━━ Teks Bacaan

PROFIL PONDOK PESANTREN TAHFIDZUL QUR’AN
‘AL-ASY’ARIYYAH 2’
Deroduwur, Mojotengah, Wonosobo
A. PENDAHULUAN
Pondok Pesantren keberdiriannya dalam masyaraat Islam
adalah sebagai benteng yang kokoh, karena di dalamnya muncul tokoh-tokoh Ulama'
Kiyai, serta generasi penerus yang memperjuangkan Syariat agama islam yang
benar-benar menguasai akan ajaran-ajaran keagamaan, baik secara kontekstual
maupun tekstual.
Pondok Pesantren Tahfidzul Qur'an Al-Asy'ariyyah dalam
mendidik para santrinya, mengkolaborasikan antara sistem Kholafiyyah (Modern) serta system Salafiyyah (Tradisional) sehingga terjadilah
keseimbangan menurut roda perputaran zaman. Sistem tersebut dikenal oleh banyak
kalangan masyarakat sebagai sistem semi modrn. Pada sistem pembelajarannya PPTQ
Al-Asy'ariyyah menitik beratkan pada tiga komponen sebagai ciri khasnya yaitu :
Al-Qur'an Al-Karim (dengan Tahfidzul Qur'annya), kajian Kitab Kuning.
B. VISI, MISI, dan TUJUAN PPTQ AL-ASY’ARIYYAH 2
1.
Visi
“Berilmu Amaliyah, Beramal Ilmiyah, Berakhlakul
Karimah, Bermuasyaroh Basyariyyah, dan Berjiwa Qur’ani”
2.
Misi
A.
Menumbuh kembangkan sikap Akhlaqurl Karimah pada santri yang sesuai
dengan syari’at Islam dan berpegang teguh pada
Al-Qur’an
B.
Melaksanakan Bimbingan, Pembelajaran dan penghayatan nilai-nilai
Islam secara optimal dalam konteks
Tafaquh Fiddin
C.
Menumbuhkan sikap Kompetetif pada santri untuk meraih prestasi spiritual ‘ala Ahlussunnah wal jama’ah
D.
Menerapkan
menejemen partisipatoris dengan melibatkan semua kelompok yang ada
E.
menumbuhkan semangat keterpaduan
yang sinergis antara Emotional, Intelektual, dan sepiritual.
3.
Tujuan
1.
Membentuk
pribadi Muslim yang bertakwa kepada Allah SWT, berakhlakul karimah,
bertanggungjawab dalam menjalankan amanah, serta berjiwa Qur'ani dan
mengamalkannya
2.
Mewujudkan
wadah pengembangan idealisme ilmiah yang terjangkau oleh masyarakat
C.
SEJARAH
BERDIRINYA PONDOK PESANTREN TAHFIDZUL QUR'AN AL-ASY'ARIYYAH 2
1.

━━━━
━━ Data Ditampilkan

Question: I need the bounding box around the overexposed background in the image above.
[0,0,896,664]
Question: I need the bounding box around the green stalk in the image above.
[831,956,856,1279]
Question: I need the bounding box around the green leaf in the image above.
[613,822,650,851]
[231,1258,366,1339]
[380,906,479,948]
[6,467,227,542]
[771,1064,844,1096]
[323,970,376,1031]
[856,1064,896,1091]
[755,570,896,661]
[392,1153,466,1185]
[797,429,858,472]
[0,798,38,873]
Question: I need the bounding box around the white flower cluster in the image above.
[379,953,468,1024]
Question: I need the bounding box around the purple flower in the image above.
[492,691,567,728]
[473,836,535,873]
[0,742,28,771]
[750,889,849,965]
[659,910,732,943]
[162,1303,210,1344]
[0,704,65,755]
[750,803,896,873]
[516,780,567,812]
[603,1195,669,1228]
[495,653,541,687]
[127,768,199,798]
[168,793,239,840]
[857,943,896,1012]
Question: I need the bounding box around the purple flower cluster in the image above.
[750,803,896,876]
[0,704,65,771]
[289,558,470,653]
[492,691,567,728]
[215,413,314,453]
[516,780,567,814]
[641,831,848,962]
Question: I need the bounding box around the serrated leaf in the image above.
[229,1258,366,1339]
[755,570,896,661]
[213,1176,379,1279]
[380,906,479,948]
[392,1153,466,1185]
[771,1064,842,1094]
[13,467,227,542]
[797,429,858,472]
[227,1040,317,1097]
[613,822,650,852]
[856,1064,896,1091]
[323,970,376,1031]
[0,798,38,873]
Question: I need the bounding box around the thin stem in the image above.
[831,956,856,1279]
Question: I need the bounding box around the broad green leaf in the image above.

━━━━

**Isi Tugas**:
Apakah setiap pernyataan berikut sesuai dengan profil pondok pesantren di atas? Jawab ya atau tidak, lalu kutip kata-kata dari profil itu yang menentukan jawabannya.
1. Pesantren ini memadukan sistem modern dan sistem tradisional dalam mendidik santrinya.
2. Pesantren ini terletak di Wonosobo.
3. Salah satu misi pesantren adalah menerapkan manajemen yang hanya melibatkan pengurus pondok.

**Jawaban Soal**:
1. Ya: "mengkolaborasikan antara sistem Kholafiyyah (Modern) serta system Salafiyyah (Tradisional)"
2. Ya: "Deroduwur, Mojotengah, Wonosobo"
3. Tidak: "Menerapkan menejemen partisipatoris dengan melibatkan semua kelompok yang ada"